** Required task **
Swap every "one instance per line" in the listing below for "one point per line", and write out the rest of the listing unchanged.

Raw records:

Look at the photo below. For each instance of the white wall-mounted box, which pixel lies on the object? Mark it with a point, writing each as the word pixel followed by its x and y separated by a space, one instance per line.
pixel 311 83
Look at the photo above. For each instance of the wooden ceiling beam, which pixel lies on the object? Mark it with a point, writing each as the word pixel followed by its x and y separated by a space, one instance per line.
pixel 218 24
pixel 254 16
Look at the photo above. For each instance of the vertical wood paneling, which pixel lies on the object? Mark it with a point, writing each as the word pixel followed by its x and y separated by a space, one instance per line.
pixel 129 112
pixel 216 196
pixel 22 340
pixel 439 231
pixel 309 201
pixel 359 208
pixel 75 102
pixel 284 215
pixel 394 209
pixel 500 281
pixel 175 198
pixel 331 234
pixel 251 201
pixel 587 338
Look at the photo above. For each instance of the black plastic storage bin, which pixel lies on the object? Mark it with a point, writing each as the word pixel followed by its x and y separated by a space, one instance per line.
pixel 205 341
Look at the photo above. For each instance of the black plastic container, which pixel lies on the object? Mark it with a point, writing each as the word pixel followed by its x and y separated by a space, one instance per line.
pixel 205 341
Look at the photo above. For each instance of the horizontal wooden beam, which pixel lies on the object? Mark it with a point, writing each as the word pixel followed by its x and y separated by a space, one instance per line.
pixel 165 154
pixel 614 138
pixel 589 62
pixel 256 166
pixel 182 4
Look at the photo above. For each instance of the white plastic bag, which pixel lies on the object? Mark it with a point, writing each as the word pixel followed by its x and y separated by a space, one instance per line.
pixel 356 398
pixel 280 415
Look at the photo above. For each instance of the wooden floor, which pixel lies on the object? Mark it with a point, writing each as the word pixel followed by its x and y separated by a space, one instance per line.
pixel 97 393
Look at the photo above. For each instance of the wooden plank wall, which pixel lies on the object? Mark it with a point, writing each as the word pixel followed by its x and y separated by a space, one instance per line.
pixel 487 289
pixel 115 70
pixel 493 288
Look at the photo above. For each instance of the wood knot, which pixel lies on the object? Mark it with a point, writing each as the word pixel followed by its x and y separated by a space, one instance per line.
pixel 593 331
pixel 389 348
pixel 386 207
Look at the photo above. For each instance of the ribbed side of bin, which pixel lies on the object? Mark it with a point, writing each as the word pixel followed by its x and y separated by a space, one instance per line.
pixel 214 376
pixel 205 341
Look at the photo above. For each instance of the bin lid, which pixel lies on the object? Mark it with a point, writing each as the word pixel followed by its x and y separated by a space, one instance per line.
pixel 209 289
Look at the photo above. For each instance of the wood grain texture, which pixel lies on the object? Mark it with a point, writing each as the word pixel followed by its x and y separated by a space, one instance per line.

** Worked solution **
Look at the photo below. For each instance of the white wall-mounted box, which pixel lies on the object? Mark it with a point, writing each as the word pixel followed by its x and y separated by a space, one point per line.
pixel 311 83
Look at the photo above. For each instance of the wooden ceiling beam, which pixel lies on the object? Mark it with a point, writing each as the word pixel followed by its x and y separated by a space, one point per line.
pixel 218 24
pixel 254 16
Look at the photo above. For each instance of the vertical wood paneling, which pixel lies on the object? Mark it with a point, writing each as the word pixel followed by its x and y separated by a space, one point per line.
pixel 129 112
pixel 216 196
pixel 22 340
pixel 439 231
pixel 309 201
pixel 359 208
pixel 75 102
pixel 284 215
pixel 394 209
pixel 500 281
pixel 175 198
pixel 331 234
pixel 251 201
pixel 587 338
Look at the photo above. For each instance of the black plastic storage bin, which pixel lies on the object? Mark it with a point, writing each as the word pixel followed by its x and y separated by a space, one point per line.
pixel 205 341
Look at the photo above. For each instance of the black plastic container, which pixel lies on the object? Mark it with a point, writing each as the word pixel followed by its x and y separated by a space, one point per line.
pixel 205 341
Look at the photo above. For each instance of the horizontal wooden beam, which pixel lies on the object? Mark it with a point, writing each as the word pixel followed by its x and y separated by a space, one point per line.
pixel 165 154
pixel 614 138
pixel 589 62
pixel 256 166
pixel 182 4
Look at the photo above. For each instance of the white plastic bag, which pixel lies on the object? Mark it with a point, writing each as the word pixel followed by its x and y separated by a space, one point per line.
pixel 356 398
pixel 280 415
Look at the photo above. For each instance of the wooden floor, which pixel lies on the object? Mark it with a point, writing each as the word pixel followed by its x and y separated by a space, one point per line.
pixel 97 393
Look at the photo above. For each instance of the wooden plank wall, which pixel lies on the object? Mark it with a point, writing each as the word pixel followed by its x and y separated by a space, one point per line.
pixel 487 289
pixel 115 70
pixel 493 288
Look at the photo above. For each instance of the wood knot, which pixel lies on the object? Mark it with a point, writing each as the word pixel followed by its x and y separated by a space, one point per line.
pixel 593 331
pixel 389 348
pixel 386 207
Look at the photo above. For each instance of the ribbed side of bin, which pixel lies on the object? Mark it with a point, writing each as the word pixel followed by its x and y separated by a space, one point per line.
pixel 214 376
pixel 205 341
Look at the photo above. For each instance of the bin lid, which pixel lies on the object? Mark it with a point, writing each as the word pixel followed by its x and y separated by a space, one point per line.
pixel 209 289
Look at the photo above. For each instance of the wood grain texture, which pixel lies on the object? Mark it with a point, writing each as the word pixel followed by its x and y separated by a space, one point per line.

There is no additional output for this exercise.